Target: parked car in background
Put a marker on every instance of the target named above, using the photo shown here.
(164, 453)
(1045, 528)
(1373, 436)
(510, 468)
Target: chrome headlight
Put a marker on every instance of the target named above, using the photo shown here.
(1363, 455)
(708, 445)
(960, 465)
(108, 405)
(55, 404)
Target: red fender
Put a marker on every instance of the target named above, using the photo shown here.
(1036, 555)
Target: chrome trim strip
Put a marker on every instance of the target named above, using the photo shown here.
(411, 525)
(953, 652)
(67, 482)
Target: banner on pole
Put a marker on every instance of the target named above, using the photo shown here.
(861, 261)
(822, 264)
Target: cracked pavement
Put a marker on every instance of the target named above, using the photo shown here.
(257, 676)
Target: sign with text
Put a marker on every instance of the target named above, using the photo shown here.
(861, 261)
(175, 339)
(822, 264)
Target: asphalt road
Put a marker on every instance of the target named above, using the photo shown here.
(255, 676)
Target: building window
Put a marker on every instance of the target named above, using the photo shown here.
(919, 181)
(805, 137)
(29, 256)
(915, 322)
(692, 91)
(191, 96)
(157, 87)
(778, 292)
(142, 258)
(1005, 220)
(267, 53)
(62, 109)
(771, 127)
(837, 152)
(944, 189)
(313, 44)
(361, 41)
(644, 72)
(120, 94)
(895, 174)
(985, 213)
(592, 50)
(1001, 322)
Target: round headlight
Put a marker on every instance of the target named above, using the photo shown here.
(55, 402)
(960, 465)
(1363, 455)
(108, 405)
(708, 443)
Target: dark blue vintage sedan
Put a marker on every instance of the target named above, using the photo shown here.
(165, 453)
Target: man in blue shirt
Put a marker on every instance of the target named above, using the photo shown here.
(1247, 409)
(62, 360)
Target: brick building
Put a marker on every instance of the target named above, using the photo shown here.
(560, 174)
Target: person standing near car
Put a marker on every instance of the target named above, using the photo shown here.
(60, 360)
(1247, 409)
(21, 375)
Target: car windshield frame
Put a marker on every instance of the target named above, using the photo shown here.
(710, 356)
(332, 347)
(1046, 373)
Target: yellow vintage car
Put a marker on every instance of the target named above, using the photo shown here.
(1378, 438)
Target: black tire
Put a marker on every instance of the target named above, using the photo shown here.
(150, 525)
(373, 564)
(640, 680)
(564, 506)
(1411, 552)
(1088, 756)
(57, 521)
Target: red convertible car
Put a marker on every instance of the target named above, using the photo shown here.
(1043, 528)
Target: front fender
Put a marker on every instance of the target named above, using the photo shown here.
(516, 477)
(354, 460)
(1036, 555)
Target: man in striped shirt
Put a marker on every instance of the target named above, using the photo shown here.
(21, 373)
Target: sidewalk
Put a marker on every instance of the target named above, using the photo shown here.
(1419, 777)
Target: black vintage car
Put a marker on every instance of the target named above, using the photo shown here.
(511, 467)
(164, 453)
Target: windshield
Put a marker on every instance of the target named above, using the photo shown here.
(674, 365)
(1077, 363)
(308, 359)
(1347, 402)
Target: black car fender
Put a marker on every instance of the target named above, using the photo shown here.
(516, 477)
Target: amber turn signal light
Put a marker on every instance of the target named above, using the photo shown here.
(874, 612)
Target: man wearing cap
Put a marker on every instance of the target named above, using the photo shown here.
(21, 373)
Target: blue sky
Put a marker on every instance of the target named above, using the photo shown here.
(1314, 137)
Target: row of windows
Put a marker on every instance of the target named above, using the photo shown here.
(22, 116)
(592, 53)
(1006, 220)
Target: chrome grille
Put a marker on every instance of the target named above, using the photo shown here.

- - -

AIM OF THE TASK » Set out all of the entries above as a numbered list, one line per number, leaving out any blank lines.

CORRECT RESPONSE »
1. Target: parked car in background
2. Put a marker on every instance of the target named above, using the photo shown here.
3. (164, 453)
4. (1045, 528)
5. (1373, 436)
6. (510, 468)
7. Target: chrome headlight
8. Put a marker on every instance of the target named above, using the photo shown here.
9. (1363, 455)
10. (708, 445)
11. (960, 465)
12. (108, 405)
13. (55, 404)
14. Target: red fender
15. Put a marker on every instance of the target named above, using the photo shown here.
16. (1036, 555)
17. Target: chrome trim strip
18. Put a marker on every instance of the target named above, using the photo shown here.
19. (411, 525)
20. (953, 652)
21. (67, 482)
22. Target: banner on pole
23. Put a marker on every instance of the target named above, using the photo shown here.
24. (861, 261)
25. (822, 264)
26. Target: cracked pavement
27. Put a marker on every instance of the target named above, using the photo shown here.
28. (257, 676)
29. Target: sign with text
30. Put a marker on every instance of the target named above, using the photo shown here.
31. (861, 261)
32. (175, 339)
33. (822, 264)
34. Target: asphalt road
35. Put a marker on every instance of the target named above, using the photo shown here.
36. (255, 676)
37. Target: building window
38. Put a marker on every instance of the target named above, using the photo shown here.
39. (919, 181)
40. (805, 137)
41. (29, 256)
42. (915, 322)
43. (692, 91)
44. (191, 96)
45. (157, 87)
46. (778, 292)
47. (142, 258)
48. (1005, 220)
49. (267, 53)
50. (62, 109)
51. (771, 127)
52. (837, 152)
53. (944, 189)
54. (313, 44)
55. (361, 41)
56. (644, 72)
57. (120, 94)
58. (895, 174)
59. (985, 213)
60. (592, 50)
61. (1001, 322)
62. Target: round headlight
63. Put a marker on every instance of the target named above, using the photo shown here.
64. (55, 402)
65. (960, 465)
66. (1363, 455)
67. (108, 405)
68. (708, 443)
69. Target: dark blue vintage sedan
70. Put a marker on every instance of the target named above, using the photo shown here.
71. (165, 453)
72. Target: man in blue shirt
73. Put a marker on every instance of the target named above, using the photo shown here.
74. (1247, 409)
75. (62, 360)
76. Target: brick building
77. Put a marker on every instance of the target named above, using the photo shown here.
78. (560, 174)
79. Target: person standing near car
80. Put a marker on every instance of the target named above, using the photo shown here.
81. (60, 360)
82. (1247, 409)
83. (21, 375)
84. Target: car windshield frame
85. Put a marker on every instance of the target named above, using the photo shown here.
86. (710, 356)
87. (332, 347)
88. (1046, 373)
89. Target: yellow vintage car
90. Put a marker on every instance of the target named above, using the photo shown here.
91. (1378, 438)
92. Target: black tire
93. Put a marker on every instance of the target named above, using the photo shown here.
94. (150, 525)
95. (373, 564)
96. (640, 680)
97. (564, 506)
98. (1411, 552)
99. (1088, 756)
100. (57, 521)
101. Target: red convertible car
102. Put a marker on every instance of the target named above, using the photo shown here.
103. (1043, 528)
104. Target: front fender
105. Put a marker on every instance of the target named above, using the photo shown here.
106. (516, 477)
107. (354, 460)
108. (1036, 555)
109. Target: man in striped shirt
110. Put a marker on every instance of the target named above, using the photo shown here.
111. (21, 373)
112. Target: sidewalk
113. Put a marker on every instance of the target named above, using the photo shown here.
114. (1419, 777)
115. Target: black vintage car
116. Put a marker on every instance of the target named above, using the photo shown here.
117. (511, 467)
118. (164, 453)
119. Target: windshield
120. Put a marker on every instance of the target named above, using the photo shown here.
121. (674, 365)
122. (1077, 363)
123. (308, 359)
124. (1347, 402)
125. Target: black car fender
126. Put a marker on every instance of the target named above, using the photo shown here.
127. (516, 477)
128. Target: amber turn signal light
129. Put a marker on every instance of the target named above, using the photo shown here.
130. (874, 612)
131. Target: man wearing cap
132. Put a marker on every instance of the target named above, using the photo shown here.
133. (21, 373)
134. Target: blue sky
135. Put a marker on every instance of the target named above, using the photo shown here.
136. (1314, 137)
137. Target: row of windows
138. Put a marker on every instance of the target named above, using the photo shown here.
139. (22, 116)
140. (592, 53)
141. (1006, 220)
142. Target: chrome grille
143. Put a marker on every instance of the target named above, using the photo shown here.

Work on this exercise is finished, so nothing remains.